» **Goal of the exercise**
Begin at the top of the records and copy each line exactly. The line containing "Mark each instance of the group" is the last one to include.
[[ Exercise material, beginning ]]
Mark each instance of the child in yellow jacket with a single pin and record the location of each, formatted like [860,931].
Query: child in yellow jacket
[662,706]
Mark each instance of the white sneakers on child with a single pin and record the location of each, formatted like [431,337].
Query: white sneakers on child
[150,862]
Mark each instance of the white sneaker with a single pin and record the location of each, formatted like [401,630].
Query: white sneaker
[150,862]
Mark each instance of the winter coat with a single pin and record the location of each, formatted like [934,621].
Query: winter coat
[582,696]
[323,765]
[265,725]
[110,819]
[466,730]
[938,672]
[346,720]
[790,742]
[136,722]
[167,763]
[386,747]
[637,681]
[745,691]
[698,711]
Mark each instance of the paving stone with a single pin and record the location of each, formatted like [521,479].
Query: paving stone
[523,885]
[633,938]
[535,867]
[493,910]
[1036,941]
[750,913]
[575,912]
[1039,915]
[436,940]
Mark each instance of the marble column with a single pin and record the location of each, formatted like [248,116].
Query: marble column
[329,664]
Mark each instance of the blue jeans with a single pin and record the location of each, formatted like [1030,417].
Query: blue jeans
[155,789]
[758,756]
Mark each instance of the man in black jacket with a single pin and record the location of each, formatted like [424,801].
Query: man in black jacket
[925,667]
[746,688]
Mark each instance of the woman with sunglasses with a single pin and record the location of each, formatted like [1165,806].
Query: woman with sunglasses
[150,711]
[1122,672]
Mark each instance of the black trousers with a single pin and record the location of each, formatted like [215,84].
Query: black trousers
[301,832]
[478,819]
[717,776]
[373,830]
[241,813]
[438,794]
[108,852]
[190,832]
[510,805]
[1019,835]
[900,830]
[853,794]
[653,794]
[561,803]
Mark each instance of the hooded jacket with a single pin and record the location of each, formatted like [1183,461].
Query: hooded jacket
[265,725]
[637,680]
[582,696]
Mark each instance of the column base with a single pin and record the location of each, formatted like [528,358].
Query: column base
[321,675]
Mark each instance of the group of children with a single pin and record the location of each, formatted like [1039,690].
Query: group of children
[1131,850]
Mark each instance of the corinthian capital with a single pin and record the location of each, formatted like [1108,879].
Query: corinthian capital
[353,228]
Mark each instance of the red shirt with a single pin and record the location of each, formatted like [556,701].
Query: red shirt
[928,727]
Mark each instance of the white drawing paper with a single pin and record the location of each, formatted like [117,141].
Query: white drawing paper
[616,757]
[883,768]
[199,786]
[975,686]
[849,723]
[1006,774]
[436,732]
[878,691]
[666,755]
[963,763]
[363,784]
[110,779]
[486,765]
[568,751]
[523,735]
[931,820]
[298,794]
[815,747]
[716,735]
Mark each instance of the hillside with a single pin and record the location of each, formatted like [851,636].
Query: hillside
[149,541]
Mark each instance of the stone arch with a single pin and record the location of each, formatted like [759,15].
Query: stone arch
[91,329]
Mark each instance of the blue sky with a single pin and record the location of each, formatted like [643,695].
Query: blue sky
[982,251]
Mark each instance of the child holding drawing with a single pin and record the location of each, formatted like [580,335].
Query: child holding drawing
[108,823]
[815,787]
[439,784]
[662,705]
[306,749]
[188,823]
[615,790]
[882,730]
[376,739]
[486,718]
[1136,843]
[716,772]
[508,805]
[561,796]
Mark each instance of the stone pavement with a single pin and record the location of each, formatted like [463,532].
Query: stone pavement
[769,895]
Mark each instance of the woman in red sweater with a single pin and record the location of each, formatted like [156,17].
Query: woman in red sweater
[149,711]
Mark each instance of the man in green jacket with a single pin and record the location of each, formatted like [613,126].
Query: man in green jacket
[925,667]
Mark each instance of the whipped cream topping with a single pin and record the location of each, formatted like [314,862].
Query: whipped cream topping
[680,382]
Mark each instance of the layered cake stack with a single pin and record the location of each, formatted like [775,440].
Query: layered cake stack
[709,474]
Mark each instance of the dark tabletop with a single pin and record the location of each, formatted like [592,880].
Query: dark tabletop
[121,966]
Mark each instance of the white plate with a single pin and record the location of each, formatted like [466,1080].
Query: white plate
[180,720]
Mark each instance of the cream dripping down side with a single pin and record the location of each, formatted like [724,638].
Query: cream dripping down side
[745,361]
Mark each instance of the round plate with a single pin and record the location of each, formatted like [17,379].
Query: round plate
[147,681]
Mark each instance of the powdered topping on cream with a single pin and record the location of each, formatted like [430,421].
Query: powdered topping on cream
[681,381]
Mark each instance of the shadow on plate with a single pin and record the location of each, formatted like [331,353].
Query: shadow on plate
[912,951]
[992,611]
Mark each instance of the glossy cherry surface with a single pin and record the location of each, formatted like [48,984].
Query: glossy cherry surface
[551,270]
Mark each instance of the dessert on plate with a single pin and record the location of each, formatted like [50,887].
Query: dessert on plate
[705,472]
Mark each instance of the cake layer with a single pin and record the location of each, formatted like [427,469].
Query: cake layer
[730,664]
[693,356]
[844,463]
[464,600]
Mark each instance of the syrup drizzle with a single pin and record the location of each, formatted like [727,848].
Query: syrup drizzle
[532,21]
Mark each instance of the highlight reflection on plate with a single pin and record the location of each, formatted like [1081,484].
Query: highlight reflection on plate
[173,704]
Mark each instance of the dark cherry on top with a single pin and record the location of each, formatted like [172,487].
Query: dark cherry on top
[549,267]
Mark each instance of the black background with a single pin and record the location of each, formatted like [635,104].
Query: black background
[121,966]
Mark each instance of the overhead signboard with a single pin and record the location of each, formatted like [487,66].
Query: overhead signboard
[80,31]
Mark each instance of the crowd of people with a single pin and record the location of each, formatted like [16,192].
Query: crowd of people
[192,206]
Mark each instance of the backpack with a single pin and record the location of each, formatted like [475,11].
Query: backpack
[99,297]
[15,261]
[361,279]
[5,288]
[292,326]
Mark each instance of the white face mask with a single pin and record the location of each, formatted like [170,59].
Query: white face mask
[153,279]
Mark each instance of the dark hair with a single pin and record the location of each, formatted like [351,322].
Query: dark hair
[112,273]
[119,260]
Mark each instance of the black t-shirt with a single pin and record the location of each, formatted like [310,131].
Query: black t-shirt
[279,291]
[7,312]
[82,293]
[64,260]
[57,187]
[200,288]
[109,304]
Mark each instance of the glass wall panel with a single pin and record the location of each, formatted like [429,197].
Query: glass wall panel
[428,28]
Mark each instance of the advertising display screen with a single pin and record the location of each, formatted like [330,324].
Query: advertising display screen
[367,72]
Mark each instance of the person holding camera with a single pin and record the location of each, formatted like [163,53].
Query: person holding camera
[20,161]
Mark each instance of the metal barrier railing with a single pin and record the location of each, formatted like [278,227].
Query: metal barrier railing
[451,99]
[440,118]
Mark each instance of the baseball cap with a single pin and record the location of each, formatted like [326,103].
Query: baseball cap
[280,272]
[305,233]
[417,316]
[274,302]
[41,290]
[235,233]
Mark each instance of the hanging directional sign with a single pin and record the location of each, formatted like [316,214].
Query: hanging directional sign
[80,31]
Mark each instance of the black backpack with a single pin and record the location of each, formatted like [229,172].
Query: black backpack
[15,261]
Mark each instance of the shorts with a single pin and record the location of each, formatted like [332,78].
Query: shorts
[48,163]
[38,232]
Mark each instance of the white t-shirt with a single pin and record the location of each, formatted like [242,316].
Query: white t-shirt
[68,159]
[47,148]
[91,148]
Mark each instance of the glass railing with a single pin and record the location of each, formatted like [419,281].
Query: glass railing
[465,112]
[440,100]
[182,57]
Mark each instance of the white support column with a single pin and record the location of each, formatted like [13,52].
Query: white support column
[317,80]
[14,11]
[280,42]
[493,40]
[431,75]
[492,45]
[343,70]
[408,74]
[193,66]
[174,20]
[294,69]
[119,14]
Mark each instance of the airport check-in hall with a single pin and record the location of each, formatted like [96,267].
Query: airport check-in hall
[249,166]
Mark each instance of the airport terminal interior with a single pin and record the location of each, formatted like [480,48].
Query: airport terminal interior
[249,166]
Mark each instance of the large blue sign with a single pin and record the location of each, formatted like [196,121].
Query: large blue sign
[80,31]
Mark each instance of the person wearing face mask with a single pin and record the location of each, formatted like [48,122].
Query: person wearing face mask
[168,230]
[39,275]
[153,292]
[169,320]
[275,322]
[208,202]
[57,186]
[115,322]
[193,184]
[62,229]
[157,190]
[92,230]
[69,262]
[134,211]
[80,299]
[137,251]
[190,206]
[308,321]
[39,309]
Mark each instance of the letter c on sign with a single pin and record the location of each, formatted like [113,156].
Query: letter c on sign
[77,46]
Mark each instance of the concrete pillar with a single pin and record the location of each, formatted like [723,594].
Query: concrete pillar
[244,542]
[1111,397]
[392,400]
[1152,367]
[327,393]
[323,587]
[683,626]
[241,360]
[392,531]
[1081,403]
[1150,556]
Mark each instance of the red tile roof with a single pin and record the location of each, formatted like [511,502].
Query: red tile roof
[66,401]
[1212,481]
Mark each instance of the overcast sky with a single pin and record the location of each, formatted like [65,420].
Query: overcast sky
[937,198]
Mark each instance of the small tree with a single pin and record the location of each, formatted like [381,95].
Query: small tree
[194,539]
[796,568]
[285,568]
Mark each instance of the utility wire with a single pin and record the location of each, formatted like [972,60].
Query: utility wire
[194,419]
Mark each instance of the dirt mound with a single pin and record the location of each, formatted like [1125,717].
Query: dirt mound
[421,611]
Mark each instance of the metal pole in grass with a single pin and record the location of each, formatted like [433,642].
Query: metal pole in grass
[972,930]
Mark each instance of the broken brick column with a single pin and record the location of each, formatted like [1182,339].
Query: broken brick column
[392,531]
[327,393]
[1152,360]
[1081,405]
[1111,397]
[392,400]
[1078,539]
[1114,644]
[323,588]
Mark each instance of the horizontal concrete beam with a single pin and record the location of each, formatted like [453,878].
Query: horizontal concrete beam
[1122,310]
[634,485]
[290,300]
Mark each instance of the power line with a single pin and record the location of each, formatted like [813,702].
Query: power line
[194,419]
[[ Exercise material, end ]]
» **Answer to the problem**
Mark each instance of the child in yellow jacket with a single pin and record the location of each, formatted like [860,931].
Query: child in yellow jacket
[662,706]
Mark each instance of the white sneakers on child with a single pin and record the location of each, formatted like [431,337].
Query: white sneakers on child
[150,862]
Mark each instance of the white sneaker with a single pin and record the location of each, formatted like [401,630].
Query: white sneaker
[150,862]
Mark each instance of the winter coat with a single pin and record the location of each, formatted like [934,621].
Query: winter coat
[582,696]
[323,765]
[265,725]
[110,819]
[466,730]
[938,672]
[346,720]
[790,742]
[136,722]
[167,763]
[386,747]
[637,681]
[745,691]
[698,711]
Mark each instance of the paving stone with a single pin and record the location of each, formatted like [521,479].
Query: paving stone
[523,885]
[633,938]
[535,867]
[493,910]
[1036,941]
[750,913]
[575,912]
[1039,915]
[436,940]
Mark each instance of the marble column with a single pin and record the location of each, formatted like [248,116].
Query: marble column
[329,664]
Mark each instance of the blue jeans with a single pin and record the location of each, formatted like [1030,417].
Query: blue jeans
[155,789]
[758,756]
Mark each instance of the man in black jacket with a single pin and record the location of each, formatted like [424,801].
Query: man in black jacket
[925,667]
[746,688]
Mark each instance of the woman with sunglasses with a single pin and record the location of each, formatted like [1165,806].
Query: woman with sunglasses
[150,711]
[1122,672]
Mark each instance of the black trousers with a single pin and record the location of each, formatted like [215,84].
Query: black trousers
[301,832]
[478,819]
[717,776]
[373,830]
[241,813]
[438,794]
[108,852]
[190,832]
[510,805]
[1019,835]
[900,830]
[853,794]
[653,794]
[561,803]
Mark each instance of the hooded jacket with a single pin and record the location of each, formatted like [1183,461].
Query: hooded jacket
[265,725]
[637,680]
[582,696]
Mark each instance of the column base with a single pin and record the location of each, formatted like [528,358].
Query: column base
[321,675]
Mark each instance of the group of children with a single pin and record the location of each, formatted like [1039,690].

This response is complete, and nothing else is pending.